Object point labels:
'''

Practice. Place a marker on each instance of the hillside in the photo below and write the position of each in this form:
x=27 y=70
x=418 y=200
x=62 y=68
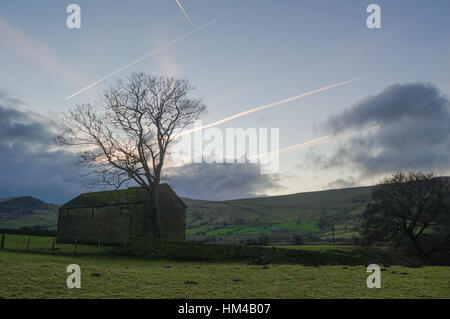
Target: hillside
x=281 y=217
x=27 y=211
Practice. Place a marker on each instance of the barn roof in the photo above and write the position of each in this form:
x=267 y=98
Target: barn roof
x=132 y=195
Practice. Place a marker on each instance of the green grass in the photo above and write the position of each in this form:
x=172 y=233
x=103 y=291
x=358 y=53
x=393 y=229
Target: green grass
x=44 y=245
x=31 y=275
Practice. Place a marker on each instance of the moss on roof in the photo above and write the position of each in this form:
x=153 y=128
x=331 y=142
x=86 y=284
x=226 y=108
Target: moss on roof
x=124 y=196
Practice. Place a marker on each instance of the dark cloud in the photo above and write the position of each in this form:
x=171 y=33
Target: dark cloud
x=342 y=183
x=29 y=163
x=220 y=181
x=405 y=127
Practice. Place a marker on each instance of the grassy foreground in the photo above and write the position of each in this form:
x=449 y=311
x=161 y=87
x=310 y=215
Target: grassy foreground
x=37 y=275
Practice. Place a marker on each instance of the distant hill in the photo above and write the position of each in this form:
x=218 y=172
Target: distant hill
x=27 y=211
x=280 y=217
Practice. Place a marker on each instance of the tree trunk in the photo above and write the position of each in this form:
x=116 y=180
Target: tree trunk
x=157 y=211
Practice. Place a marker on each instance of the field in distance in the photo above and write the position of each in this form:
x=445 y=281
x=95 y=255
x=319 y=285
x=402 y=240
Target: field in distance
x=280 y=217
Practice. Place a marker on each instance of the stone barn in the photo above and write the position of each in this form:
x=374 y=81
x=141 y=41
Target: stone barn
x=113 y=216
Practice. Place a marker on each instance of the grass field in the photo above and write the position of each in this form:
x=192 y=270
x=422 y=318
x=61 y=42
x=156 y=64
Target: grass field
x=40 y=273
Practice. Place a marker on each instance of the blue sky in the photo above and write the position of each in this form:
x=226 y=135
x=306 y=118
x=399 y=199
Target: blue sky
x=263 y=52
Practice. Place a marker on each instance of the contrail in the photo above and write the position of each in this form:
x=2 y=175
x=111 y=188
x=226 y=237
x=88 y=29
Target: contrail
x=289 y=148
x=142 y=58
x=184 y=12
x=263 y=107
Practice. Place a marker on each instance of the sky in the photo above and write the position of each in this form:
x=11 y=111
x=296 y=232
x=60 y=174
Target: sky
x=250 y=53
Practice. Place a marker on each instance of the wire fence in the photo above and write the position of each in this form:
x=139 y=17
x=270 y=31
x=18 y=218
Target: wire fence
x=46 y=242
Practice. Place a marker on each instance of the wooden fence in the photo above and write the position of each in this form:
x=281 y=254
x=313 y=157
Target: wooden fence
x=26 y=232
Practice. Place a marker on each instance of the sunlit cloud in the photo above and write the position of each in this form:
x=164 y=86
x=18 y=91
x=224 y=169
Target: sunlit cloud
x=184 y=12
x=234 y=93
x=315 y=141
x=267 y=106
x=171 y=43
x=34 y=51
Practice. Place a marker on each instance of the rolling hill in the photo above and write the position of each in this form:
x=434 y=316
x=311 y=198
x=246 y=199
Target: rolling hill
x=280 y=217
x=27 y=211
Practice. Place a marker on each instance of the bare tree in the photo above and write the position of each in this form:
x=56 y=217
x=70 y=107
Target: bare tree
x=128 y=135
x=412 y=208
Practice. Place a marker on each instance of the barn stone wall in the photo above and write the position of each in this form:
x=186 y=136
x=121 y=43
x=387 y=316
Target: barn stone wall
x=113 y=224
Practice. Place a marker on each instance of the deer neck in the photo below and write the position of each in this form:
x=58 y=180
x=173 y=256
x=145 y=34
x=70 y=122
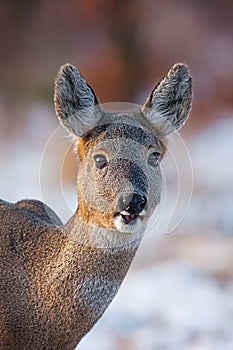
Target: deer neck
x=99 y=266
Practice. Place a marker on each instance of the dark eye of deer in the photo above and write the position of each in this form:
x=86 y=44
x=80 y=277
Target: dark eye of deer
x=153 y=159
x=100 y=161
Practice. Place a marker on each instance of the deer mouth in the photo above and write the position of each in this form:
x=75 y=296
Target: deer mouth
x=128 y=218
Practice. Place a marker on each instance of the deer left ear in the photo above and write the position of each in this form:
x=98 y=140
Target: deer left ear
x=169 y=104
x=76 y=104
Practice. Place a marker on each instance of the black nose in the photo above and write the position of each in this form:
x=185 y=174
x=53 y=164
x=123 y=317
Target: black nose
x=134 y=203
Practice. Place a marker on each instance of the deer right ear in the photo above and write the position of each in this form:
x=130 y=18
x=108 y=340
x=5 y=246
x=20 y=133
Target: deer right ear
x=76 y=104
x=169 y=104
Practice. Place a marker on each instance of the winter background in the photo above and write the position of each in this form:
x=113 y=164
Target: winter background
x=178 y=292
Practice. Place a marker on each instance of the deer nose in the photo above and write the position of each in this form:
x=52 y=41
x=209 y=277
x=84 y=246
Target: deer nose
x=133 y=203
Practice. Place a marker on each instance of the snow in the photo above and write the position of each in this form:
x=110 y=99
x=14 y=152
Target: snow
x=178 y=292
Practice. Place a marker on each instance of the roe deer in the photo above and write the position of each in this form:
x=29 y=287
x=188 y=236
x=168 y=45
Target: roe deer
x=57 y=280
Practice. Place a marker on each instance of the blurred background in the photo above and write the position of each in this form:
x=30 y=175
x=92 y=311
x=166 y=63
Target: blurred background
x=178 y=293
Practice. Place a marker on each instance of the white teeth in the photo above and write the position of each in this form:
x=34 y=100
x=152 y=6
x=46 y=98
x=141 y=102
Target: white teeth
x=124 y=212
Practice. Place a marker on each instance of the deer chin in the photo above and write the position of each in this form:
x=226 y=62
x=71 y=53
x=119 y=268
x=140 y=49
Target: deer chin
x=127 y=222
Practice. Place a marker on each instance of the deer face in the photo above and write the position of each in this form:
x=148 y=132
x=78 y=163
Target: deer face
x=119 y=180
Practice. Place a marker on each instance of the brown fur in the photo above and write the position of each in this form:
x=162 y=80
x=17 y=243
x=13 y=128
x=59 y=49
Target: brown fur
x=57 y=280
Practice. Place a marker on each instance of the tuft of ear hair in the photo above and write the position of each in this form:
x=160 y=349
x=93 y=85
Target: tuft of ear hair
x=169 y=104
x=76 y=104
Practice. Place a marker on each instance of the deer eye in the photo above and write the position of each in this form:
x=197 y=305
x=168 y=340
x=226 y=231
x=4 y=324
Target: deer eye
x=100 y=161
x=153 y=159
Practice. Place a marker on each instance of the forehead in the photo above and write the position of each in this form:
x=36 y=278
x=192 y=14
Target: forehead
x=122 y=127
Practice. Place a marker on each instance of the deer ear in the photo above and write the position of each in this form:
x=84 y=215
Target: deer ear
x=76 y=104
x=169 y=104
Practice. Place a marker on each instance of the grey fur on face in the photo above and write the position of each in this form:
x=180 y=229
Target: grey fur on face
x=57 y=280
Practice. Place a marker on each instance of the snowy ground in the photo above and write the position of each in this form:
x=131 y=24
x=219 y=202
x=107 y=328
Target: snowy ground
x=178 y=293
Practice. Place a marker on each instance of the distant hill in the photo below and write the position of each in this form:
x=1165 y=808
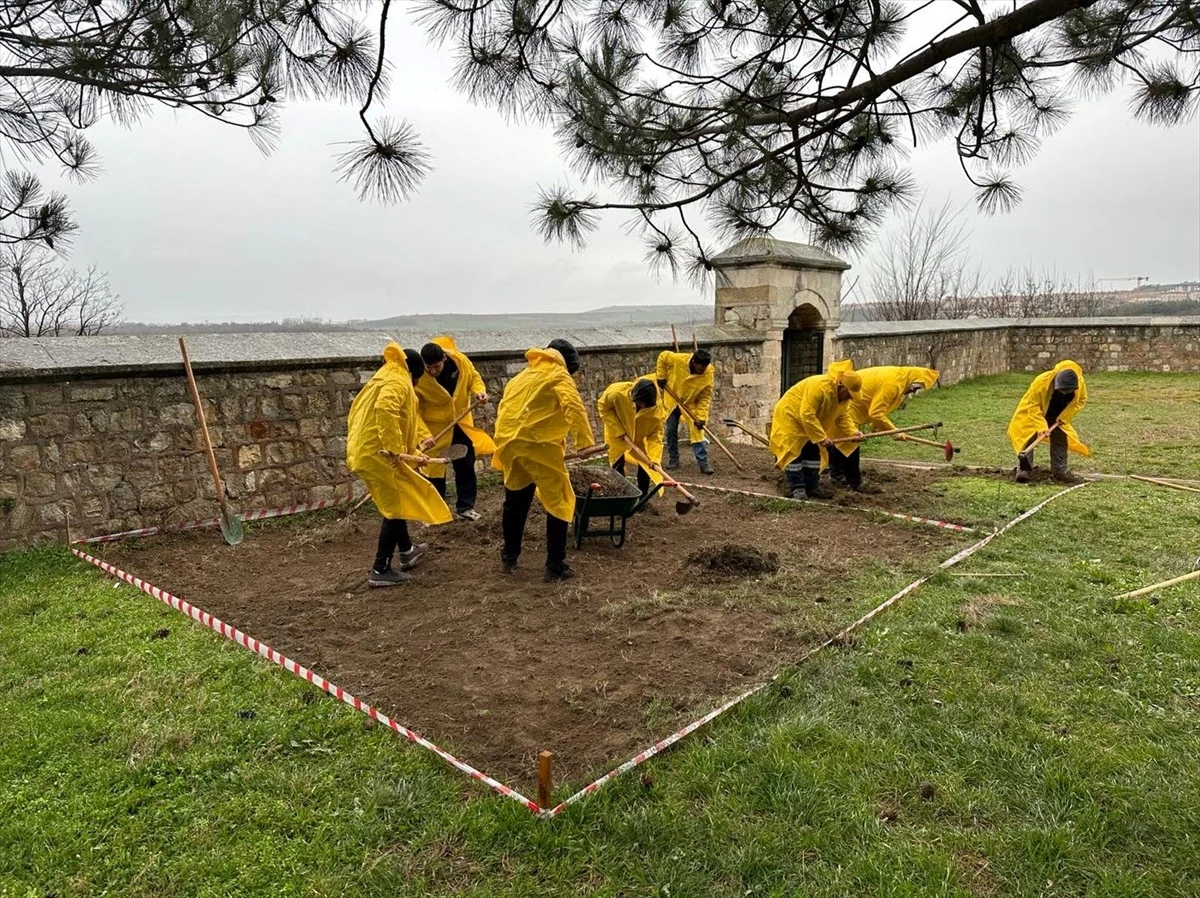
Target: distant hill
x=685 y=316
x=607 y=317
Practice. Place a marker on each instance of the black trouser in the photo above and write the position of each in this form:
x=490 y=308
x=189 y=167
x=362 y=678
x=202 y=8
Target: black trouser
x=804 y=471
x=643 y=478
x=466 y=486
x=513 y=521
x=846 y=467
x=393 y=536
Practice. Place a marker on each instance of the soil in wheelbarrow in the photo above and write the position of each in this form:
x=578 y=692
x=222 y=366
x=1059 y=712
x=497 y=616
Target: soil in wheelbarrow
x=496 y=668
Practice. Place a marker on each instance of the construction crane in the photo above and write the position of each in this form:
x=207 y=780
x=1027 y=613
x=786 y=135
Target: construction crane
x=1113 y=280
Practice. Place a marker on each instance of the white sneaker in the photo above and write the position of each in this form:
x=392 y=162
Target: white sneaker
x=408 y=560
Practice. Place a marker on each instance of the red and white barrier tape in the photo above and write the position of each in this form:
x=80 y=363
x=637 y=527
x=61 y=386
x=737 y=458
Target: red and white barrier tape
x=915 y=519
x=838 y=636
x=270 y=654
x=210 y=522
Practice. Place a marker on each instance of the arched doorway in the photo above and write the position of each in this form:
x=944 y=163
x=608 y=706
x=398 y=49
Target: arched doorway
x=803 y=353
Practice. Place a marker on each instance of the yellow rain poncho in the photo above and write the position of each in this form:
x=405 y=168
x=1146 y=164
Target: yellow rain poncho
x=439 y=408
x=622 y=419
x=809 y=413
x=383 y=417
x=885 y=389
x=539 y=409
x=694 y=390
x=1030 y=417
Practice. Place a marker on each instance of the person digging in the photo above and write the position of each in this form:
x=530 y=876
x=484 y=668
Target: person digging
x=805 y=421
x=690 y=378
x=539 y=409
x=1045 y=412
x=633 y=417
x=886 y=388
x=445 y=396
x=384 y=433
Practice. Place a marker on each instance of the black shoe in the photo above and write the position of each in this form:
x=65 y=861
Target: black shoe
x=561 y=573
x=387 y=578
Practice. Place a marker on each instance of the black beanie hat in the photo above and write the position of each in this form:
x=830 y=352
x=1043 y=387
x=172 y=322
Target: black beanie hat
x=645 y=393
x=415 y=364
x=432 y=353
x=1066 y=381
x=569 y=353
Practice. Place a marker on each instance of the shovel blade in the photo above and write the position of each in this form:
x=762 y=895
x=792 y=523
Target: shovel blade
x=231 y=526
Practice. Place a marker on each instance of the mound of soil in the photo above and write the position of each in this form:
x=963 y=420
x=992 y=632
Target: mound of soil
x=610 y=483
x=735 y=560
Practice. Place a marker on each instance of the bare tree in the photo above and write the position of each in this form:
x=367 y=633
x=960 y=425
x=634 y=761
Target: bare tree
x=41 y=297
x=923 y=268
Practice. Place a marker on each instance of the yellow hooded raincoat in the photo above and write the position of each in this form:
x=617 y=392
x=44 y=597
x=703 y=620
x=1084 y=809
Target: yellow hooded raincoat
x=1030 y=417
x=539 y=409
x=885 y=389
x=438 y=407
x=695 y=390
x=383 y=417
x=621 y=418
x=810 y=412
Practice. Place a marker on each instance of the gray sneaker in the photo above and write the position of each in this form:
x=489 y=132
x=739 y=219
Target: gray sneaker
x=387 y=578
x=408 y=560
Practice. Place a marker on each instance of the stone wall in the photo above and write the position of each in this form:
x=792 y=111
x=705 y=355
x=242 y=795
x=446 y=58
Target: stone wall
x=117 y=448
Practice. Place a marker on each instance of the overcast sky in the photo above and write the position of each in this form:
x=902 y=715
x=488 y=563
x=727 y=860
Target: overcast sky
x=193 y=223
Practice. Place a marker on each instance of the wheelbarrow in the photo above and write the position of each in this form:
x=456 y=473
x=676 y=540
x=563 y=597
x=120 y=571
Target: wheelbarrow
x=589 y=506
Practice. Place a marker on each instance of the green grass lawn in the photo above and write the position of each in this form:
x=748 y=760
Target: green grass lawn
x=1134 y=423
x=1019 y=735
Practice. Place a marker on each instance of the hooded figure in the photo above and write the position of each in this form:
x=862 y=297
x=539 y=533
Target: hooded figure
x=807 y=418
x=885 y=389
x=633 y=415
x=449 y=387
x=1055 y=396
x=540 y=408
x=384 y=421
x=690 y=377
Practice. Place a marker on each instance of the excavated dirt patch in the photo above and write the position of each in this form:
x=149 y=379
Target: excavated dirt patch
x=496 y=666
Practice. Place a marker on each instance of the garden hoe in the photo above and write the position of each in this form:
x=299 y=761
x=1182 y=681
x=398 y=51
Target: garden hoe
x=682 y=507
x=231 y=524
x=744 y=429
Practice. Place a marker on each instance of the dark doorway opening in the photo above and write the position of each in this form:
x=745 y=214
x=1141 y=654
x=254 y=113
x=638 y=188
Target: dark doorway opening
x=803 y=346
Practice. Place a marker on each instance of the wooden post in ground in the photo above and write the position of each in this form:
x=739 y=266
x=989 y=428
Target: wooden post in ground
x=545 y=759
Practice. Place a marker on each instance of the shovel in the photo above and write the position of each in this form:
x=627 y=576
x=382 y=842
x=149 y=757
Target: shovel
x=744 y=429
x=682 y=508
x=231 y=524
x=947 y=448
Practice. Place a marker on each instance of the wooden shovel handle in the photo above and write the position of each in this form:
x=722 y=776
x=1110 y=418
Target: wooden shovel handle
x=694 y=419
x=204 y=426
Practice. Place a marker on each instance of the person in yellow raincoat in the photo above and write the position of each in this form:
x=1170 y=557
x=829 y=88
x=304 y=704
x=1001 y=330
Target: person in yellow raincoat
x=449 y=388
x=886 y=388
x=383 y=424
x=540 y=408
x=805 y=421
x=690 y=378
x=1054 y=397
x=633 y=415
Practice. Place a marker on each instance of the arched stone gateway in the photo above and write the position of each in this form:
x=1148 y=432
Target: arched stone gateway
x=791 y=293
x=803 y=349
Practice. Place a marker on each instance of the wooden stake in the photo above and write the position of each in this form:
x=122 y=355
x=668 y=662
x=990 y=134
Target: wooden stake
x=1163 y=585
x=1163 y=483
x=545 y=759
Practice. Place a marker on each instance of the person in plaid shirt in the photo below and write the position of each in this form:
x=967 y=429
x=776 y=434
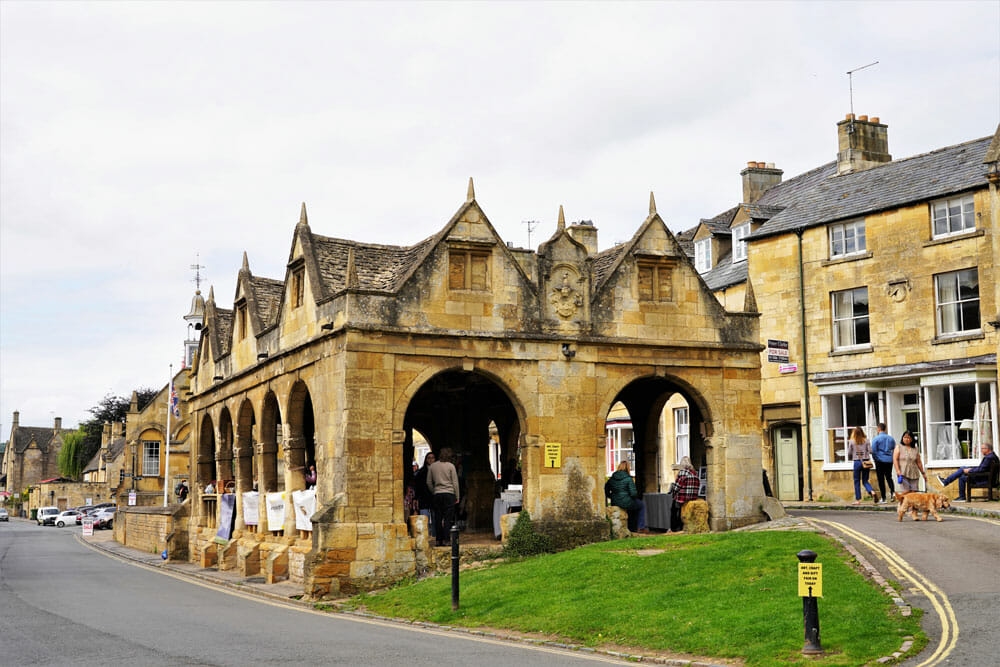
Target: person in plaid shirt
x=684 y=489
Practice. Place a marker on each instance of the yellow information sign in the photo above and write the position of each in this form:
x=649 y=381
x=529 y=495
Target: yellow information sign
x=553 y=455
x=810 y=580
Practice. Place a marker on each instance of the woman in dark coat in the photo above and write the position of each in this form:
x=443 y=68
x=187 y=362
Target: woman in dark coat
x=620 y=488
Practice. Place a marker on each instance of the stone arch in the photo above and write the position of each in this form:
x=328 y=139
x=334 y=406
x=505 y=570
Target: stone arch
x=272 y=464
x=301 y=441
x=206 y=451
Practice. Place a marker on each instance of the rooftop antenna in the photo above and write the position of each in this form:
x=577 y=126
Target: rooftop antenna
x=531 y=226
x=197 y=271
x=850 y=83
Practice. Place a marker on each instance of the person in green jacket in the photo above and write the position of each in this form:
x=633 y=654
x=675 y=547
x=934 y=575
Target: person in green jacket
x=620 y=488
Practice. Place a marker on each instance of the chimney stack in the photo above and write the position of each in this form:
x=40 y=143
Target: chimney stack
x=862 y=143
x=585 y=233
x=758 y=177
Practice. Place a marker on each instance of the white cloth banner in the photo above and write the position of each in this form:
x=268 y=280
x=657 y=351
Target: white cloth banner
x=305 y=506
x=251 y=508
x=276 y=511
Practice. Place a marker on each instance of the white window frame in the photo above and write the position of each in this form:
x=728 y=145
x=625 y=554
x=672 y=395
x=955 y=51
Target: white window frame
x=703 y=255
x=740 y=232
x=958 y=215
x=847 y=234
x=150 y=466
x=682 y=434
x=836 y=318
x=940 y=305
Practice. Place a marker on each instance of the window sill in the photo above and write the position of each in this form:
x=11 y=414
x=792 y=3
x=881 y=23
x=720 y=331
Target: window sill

'''

EXERCISE BRIEF – Take every line from the one containing "Practice. Place a marker on each instance of the white cloth" to the end of the listing and output it exactly, with nothing else.

COMPLETED TASK –
Practice. Place a marker on each instance of the white cloth banner in the photo above and write the position of each in this form:
x=268 y=280
x=657 y=351
Target: white cloth banner
x=305 y=506
x=251 y=508
x=276 y=511
Practice. Place a marker on each instance of the white window frame in the photo above and write the position of each in this form:
x=728 y=145
x=625 y=554
x=672 y=395
x=955 y=51
Target: white window frame
x=703 y=255
x=740 y=232
x=958 y=215
x=847 y=234
x=150 y=466
x=682 y=434
x=836 y=318
x=940 y=305
Practice. Place a marker on each instance of the window sill in the photo above and write the position of each in this form:
x=11 y=414
x=792 y=3
x=881 y=23
x=720 y=331
Target: window sill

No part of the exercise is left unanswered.